Photo object pointing entries:
— START —

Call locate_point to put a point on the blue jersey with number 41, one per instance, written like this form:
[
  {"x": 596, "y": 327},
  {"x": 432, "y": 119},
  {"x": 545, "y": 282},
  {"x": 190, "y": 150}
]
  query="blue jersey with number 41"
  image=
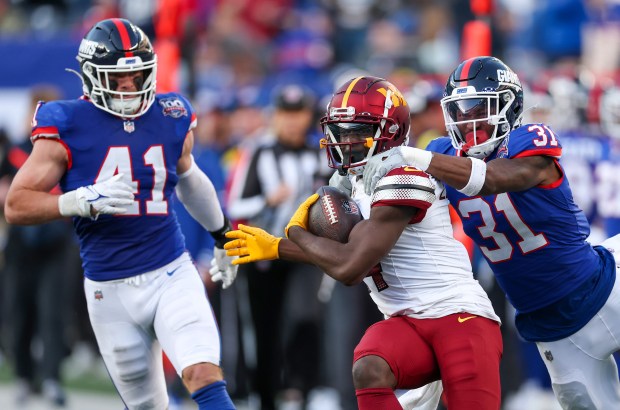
[
  {"x": 146, "y": 150},
  {"x": 535, "y": 242}
]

— END —

## Given instruction:
Express every line of the entries above as a JSON list of strings, with one string per line and blank lines omitted. Leave the pictures out of the list.

## Answer in full:
[
  "Call locate_point to put a point on the blue jersey with number 41, one per instance, written like this form:",
  "[",
  "  {\"x\": 596, \"y\": 327},",
  "  {\"x\": 432, \"y\": 119},",
  "  {\"x\": 545, \"y\": 282},",
  "  {\"x\": 190, \"y\": 150}",
  "]",
  "  query=\"blue jersey with number 41\"",
  "  image=",
  "[",
  "  {\"x\": 146, \"y\": 150},",
  "  {\"x\": 535, \"y\": 242}",
  "]"
]